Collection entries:
◇ ◇ ◇

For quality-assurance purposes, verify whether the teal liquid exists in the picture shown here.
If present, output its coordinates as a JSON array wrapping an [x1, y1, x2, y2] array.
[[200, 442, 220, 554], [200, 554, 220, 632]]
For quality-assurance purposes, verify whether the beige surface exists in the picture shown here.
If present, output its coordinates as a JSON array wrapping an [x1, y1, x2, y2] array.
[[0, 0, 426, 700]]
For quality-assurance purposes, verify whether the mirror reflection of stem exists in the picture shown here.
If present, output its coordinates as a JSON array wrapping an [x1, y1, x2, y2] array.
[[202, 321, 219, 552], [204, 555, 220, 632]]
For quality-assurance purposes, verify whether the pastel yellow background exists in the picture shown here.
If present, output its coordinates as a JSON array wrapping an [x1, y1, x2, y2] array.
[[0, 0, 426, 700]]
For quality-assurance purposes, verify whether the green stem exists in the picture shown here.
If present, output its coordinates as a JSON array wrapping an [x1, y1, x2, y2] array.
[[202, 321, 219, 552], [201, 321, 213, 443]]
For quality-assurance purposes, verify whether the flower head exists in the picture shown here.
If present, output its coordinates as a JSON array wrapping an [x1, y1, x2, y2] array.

◇ ◇ ◇

> _What to produce_: Format the stretch of data above, from the line containing "For quality-assurance purposes, verify whether the green" through the end of the data, as a Markdown table with the columns Row and Line. Number each line in sequence and omit blank lines.

> _Final result_:
| Row | Line |
|---|---|
| 1 | For quality-assurance purposes, verify whether the green stem exists in the picture shown here. |
| 2 | If present, output its coordinates as a JSON array wrapping an [x1, y1, x2, y2] array. |
| 3 | [[202, 321, 219, 552], [201, 321, 213, 443]] |
| 4 | For quality-assurance purposes, verify whether the flower head exists in the picture shown here. |
| 5 | If present, output its coordinates as a JSON array wrapping an [x1, y1, x2, y2] array. |